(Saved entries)
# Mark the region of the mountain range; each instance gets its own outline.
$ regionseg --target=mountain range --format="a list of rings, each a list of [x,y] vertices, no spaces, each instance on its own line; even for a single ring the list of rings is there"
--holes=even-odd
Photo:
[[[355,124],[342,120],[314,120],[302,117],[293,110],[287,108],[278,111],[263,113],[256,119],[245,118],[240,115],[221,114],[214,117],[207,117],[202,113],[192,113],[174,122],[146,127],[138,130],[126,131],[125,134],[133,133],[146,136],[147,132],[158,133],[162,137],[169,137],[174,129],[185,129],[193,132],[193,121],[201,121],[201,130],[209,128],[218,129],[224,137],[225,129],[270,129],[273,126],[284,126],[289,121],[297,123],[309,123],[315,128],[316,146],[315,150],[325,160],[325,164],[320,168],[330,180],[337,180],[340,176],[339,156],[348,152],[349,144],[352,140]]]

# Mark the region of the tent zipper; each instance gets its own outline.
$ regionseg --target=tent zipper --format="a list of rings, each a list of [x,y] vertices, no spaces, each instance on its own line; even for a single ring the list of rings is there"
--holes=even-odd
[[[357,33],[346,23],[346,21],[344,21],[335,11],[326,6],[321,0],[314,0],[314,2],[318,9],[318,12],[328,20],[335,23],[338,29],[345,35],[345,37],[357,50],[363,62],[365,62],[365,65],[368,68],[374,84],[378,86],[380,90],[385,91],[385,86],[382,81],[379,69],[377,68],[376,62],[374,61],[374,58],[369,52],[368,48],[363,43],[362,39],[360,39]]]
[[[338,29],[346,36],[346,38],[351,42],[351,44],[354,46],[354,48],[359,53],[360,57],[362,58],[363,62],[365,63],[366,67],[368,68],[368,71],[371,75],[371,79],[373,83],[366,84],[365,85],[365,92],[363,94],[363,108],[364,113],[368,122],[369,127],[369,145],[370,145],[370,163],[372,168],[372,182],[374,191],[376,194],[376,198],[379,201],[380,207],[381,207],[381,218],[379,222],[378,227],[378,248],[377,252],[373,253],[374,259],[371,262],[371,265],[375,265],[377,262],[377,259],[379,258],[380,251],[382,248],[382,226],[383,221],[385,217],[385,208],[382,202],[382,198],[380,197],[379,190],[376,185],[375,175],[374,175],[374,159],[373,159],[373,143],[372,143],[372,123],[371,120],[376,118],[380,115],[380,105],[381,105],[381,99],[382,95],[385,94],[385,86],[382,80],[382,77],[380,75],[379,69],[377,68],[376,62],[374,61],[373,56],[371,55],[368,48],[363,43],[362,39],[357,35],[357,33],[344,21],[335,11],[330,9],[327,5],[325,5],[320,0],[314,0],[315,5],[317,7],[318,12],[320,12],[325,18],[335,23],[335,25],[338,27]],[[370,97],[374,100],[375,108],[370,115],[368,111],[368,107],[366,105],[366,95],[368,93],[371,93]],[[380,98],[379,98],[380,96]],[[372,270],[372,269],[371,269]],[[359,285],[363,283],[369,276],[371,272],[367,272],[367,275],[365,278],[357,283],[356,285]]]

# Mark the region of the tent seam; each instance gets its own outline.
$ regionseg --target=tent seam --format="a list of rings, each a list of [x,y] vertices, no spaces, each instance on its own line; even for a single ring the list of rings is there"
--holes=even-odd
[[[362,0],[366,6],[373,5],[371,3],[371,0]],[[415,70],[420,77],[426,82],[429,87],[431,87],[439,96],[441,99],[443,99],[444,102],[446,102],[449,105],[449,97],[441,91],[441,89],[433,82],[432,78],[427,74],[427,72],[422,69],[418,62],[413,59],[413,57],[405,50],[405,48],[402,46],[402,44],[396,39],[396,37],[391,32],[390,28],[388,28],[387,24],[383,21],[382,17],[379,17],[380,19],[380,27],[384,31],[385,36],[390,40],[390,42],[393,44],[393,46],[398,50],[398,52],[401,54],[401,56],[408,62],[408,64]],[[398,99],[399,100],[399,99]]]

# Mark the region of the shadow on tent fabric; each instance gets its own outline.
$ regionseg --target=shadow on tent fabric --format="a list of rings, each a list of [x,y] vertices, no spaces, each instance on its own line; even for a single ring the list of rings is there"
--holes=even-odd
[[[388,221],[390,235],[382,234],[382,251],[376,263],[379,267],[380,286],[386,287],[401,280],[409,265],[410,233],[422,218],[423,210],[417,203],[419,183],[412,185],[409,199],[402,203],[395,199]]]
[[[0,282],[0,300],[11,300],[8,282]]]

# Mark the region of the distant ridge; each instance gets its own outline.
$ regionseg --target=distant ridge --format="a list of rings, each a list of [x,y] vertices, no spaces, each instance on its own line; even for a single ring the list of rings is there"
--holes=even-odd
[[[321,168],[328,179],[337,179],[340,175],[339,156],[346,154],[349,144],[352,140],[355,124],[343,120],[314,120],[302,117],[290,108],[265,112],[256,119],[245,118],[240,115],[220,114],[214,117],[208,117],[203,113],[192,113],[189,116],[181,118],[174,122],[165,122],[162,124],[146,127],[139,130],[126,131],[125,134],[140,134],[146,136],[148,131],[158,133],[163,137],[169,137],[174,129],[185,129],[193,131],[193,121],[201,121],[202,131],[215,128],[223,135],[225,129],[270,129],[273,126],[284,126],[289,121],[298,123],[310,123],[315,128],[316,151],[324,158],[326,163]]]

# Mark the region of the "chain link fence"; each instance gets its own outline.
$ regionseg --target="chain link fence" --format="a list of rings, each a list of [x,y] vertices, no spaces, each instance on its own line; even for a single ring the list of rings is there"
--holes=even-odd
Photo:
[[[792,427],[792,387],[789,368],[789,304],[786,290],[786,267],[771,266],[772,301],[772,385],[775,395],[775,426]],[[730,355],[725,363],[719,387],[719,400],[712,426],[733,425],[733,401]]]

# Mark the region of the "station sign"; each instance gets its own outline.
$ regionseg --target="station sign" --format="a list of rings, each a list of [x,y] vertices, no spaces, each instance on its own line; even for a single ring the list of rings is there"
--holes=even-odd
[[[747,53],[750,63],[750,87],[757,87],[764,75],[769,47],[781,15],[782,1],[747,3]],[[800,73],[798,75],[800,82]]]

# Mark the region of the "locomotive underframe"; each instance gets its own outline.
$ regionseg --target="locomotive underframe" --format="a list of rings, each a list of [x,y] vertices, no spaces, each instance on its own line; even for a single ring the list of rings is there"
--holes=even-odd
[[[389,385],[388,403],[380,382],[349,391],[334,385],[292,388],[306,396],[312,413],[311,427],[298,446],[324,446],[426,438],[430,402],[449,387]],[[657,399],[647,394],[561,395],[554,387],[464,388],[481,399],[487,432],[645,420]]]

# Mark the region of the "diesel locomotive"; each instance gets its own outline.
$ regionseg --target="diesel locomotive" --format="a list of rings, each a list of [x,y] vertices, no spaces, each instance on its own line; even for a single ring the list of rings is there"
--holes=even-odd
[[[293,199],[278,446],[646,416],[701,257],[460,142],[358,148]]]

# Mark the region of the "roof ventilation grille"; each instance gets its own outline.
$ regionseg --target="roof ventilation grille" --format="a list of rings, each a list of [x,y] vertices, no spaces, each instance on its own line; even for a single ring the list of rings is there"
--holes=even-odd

## WORK INSTRUCTIONS
Report every line of the data in which "roof" appears.

## ANSWER SPACE
# Mark the region of the "roof ventilation grille"; each instance gets its own outline.
$ regionseg --target="roof ventilation grille" --format="a list of rings, each a list of [x,y] vertices, no spaces, each instance on its own line; even for a single ring the list of rings is there"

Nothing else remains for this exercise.